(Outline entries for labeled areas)
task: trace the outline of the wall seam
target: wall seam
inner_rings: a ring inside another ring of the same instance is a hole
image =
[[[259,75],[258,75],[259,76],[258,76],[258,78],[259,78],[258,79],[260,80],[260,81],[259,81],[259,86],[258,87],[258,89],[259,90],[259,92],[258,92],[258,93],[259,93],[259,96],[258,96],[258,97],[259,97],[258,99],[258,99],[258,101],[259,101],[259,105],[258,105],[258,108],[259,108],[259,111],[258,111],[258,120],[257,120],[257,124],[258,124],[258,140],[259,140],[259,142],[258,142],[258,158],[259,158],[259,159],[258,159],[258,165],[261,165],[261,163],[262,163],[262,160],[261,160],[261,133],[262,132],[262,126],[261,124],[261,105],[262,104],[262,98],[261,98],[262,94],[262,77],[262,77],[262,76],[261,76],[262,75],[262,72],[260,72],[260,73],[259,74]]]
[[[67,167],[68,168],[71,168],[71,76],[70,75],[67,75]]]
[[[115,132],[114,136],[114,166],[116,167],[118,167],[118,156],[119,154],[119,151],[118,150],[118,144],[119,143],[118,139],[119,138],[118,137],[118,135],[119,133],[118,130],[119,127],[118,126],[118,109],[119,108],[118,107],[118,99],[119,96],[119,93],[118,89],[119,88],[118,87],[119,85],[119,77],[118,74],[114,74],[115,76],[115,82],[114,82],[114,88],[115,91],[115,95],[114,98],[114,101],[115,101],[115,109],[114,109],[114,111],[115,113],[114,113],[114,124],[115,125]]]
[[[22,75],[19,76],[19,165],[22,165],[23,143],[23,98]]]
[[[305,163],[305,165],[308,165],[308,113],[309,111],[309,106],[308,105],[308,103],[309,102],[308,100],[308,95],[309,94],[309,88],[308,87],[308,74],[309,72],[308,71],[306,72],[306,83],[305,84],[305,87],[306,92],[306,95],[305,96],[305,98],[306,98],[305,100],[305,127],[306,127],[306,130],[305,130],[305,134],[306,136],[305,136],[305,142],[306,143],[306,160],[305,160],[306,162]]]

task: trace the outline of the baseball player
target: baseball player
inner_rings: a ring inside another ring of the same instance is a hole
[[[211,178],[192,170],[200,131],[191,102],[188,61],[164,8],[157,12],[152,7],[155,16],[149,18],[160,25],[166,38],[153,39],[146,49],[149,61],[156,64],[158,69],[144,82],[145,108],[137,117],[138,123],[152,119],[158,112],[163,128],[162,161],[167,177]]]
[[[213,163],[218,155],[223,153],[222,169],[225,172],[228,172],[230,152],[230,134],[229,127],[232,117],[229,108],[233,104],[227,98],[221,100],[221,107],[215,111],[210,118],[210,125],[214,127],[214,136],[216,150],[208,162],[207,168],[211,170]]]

→ WHAT TO PRODUCE:
Copy the listing word for word, starting at its first line and ending at the line that contains "[[[22,75],[19,76],[19,165],[22,165],[23,143],[23,98]]]".

→ ANSWER TO THE EXERCISE:
task: trace the outline of the wall seam
target: wall seam
inner_rings: a ring inside another ring of the same instance is a hole
image =
[[[259,75],[258,75],[259,76],[258,76],[258,78],[259,78],[258,79],[260,80],[260,81],[259,81],[259,86],[258,87],[258,89],[259,90],[259,92],[258,92],[258,93],[259,93],[259,96],[258,96],[258,97],[259,97],[258,99],[258,99],[258,101],[259,101],[259,105],[258,105],[258,108],[259,108],[259,111],[258,111],[258,120],[257,120],[257,124],[258,124],[258,140],[259,140],[259,142],[258,142],[258,158],[259,158],[259,159],[258,159],[258,165],[261,165],[261,163],[262,163],[262,160],[261,160],[261,133],[262,132],[262,126],[261,124],[261,105],[262,104],[262,98],[261,98],[262,94],[262,77],[262,77],[262,76],[261,76],[262,75],[262,72],[260,72],[260,73],[259,74]]]
[[[67,167],[68,168],[71,168],[71,76],[70,75],[67,75]]]
[[[115,132],[114,136],[114,166],[116,167],[118,167],[118,156],[119,154],[119,151],[118,150],[118,144],[119,143],[118,139],[119,138],[118,137],[118,135],[119,133],[118,130],[119,127],[118,126],[118,109],[119,108],[118,107],[118,99],[119,96],[119,93],[118,89],[119,88],[118,87],[119,85],[119,77],[118,74],[114,74],[115,76],[115,82],[114,82],[114,88],[115,91],[115,95],[114,98],[114,101],[115,101],[115,109],[114,109],[114,111],[115,113],[114,113],[114,124],[115,125]]]
[[[22,75],[19,76],[19,165],[22,165],[23,143],[23,98]]]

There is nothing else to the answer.